Friday, July 12, 2019

Part 7: Saxon England

I'm going on vacation for a week and won't be posting at all. Here's a longer installment for you to pore over if you like.


In Times Past

To gather us up kenship, whyfore in 1066 each of three kings’ claims upon the throne of pretty England lay, let cast us back to eldentime and also mark the structure of the throne and England’s goodly kine.

The structure of the Realm in Anglo-Saxon time placed king above all others hierarchical. The King Himself ruled over all Estates: the Clergy, the Nobility, and then of course the Peasantry. While drawn from ranks of Nobles, kings are sovereign: they be subject naught to stricture of our three Estates.  The Monarch doth insist upon itself from long Antiquity, and not from any other Law or Rule; and therefore kings be subject to no other power there within their Realm (but, likened up to other Men, perhaps to God, who sees the Truth, but waits.)

Below the king are three Estates as you know well. They are like so:

The leader of the First Estate, we call him the Archbishop.  Perches he within the pretty little Church at Canterbury. Under this, the Bishops and the Priests, the abbot and the abby-matroness, the nuns and monks, and laymen of the Church abide his counsel, be it foolish or it wise.

========

DIRECTIONS:
(A) Duplicate the part of the Saxon England passage starting with "To gather us" and going on through "Truth, but waits.)".
(B) Using the Saxon England passage, decide whether each statement agrees with it, answering yes or no and quoting the words that settle it: (i) Kings are bound by the strictures of the three Estates. (ii) The Archbishop has his seat in the church at Canterbury. (iii) The writer plans to keep posting during the week of vacation.
(C) Carry the Saxon England passage on from the point where it stops.
The records that come next have no connection to the Saxon England passage.

MATERIAL SUPPLIED:
========

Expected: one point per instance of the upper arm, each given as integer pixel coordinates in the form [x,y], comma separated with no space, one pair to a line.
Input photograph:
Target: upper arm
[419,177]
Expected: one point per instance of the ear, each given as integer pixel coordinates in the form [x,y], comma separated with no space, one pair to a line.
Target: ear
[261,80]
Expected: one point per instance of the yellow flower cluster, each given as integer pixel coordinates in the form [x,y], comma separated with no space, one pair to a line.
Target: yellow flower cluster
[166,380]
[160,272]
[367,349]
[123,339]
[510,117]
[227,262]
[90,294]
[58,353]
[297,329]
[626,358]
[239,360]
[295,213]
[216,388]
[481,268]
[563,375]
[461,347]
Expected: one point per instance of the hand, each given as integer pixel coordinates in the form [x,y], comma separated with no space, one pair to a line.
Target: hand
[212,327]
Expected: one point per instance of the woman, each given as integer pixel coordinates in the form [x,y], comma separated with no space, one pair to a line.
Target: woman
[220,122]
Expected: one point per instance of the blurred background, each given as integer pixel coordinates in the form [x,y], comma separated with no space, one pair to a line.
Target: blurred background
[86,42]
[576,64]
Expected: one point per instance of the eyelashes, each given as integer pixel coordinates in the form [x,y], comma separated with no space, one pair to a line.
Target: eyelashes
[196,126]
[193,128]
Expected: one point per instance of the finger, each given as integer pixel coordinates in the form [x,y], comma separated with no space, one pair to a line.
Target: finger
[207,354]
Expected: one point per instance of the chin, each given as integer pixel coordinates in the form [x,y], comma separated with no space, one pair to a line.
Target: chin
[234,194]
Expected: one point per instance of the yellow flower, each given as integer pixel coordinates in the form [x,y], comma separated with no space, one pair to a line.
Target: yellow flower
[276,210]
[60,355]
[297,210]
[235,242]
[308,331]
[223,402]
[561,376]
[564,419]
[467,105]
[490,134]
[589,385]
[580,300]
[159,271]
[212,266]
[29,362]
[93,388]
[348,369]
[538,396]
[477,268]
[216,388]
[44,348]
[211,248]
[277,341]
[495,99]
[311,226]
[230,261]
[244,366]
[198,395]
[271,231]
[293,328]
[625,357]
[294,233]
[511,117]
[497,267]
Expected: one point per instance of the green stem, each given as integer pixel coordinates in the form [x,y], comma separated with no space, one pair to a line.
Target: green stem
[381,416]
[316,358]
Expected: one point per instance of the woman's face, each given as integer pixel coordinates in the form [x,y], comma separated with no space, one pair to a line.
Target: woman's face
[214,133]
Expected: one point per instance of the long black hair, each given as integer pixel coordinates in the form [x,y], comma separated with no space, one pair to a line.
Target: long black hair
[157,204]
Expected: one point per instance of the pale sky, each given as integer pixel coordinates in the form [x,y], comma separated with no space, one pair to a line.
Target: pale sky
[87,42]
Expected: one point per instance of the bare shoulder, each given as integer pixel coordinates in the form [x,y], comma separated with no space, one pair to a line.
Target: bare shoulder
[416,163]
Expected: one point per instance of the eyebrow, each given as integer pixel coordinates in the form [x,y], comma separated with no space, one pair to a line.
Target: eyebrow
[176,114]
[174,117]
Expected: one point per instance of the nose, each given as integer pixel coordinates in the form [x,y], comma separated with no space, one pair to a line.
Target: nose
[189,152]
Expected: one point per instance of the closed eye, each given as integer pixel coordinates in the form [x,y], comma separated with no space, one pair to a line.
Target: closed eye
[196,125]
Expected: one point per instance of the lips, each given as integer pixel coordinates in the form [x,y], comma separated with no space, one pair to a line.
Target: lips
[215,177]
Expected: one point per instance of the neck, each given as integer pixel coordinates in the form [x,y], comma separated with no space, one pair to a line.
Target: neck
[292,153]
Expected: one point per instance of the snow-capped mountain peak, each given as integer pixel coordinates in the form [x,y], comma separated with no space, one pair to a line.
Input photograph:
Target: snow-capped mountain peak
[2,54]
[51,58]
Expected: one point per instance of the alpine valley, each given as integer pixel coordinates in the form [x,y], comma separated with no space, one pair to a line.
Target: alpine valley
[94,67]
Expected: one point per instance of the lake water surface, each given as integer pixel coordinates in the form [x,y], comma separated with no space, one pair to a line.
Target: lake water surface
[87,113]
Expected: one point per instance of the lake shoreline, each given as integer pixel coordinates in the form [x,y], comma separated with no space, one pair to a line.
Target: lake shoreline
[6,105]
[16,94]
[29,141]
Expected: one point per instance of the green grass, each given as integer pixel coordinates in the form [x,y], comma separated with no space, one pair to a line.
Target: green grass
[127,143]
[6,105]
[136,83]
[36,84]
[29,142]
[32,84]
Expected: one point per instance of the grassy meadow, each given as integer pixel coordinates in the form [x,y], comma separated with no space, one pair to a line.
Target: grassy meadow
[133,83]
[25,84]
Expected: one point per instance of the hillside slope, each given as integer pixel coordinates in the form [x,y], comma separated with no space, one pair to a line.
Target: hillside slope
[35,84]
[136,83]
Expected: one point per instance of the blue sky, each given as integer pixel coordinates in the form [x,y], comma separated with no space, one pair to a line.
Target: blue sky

========

EXPECTED RESPONSES:
(A)
To gather us up kenship, whyfore in 1066 each of three kings’ claims upon the throne of pretty England lay, let cast us back to eldentime and also mark the structure of the throne and England’s goodly kine.

The structure of the Realm in Anglo-Saxon time placed king above all others hierarchical. The King Himself ruled over all Estates: the Clergy, the Nobility, and then of course the Peasantry. While drawn from ranks of Nobles, kings are sovereign: they be subject naught to stricture of our three Estates.  The Monarch doth insist upon itself from long Antiquity, and not from any other Law or Rule; and therefore kings be subject to no other power there within their Realm (but, likened up to other Men, perhaps to God, who sees the Truth, but waits.)

(B)
(i) No: "they be subject naught to stricture of our three Estates."
(ii) Yes: "Perches he within the pretty little Church at Canterbury."
(iii) No: "I'm going on vacation for a week and won't be posting at all."

(C)
The Second of our three Estates be led here in this Saxon’s land by patriarchs of families be they four. They are called Earls and each rules up above a realm we call an Earldom. Each these Earls hath several Thegns, who mind the lands of Earls and sometimes hold some lands themselves by royal-granted charter.  Thegns then manage Bailiffs, Shire Reeves and Ealdormen, who they themselves administer demesnes of lesser bigness still.

Then the Third Estate; the swiveful,[1] shendful[2] hogs and shrews upon the Earth, who plough and rend and rise our succulence from up the ground and bring to us our food. Mouthbreathing whilst alive, beowing up their lives to better men; and then with dull irregularity, they die.

Even at this time, there were some Freemen left about: skilled craftswrights and some owlers[3] out withacht their rookeries with liberties betrothed by keenest skill. Also bad there cities, which by royal charter or historical tradition, had they some self-sovereignty.

During these gay eldentimes of weal, that Island Realm of Anglestad were stout and nigh-unshakable. Kings would mint the coin for all to trade. Upon the Spring of every year in five, the king would call to him from every corner of the Realm these precious coins, and mint from them again new coins for every man to use. And as he did this thing, his Chequerman would minister the levy with precision on the sundry population for to fund the mightful nation.

But marry up: this stable and nigh-wealful hierearchy wrought this Anglish wære, this Island, ere to men who seek enrichment by their sword-craft, well a valued destination!

Unready King

The year examined now is that 978. Æthelred II rose he up unto the throne of Saxon realm from on the House of Wessex in the south-by-west. He married up a maid named Emma, she of Normandy; the daughter of the Duke of Upper Normandy, aunthouð.[4] Issued they together several children. Of these kids, the boys they Christened Edmund, Edward and then Ælfred. All of these had in them a direct blood claim to England’s throne and to the throne of Wessex: that the petty kingdom wrought with valor on this Island; there enpeopled by the knights and freemen who had fought the Vikings off a century before.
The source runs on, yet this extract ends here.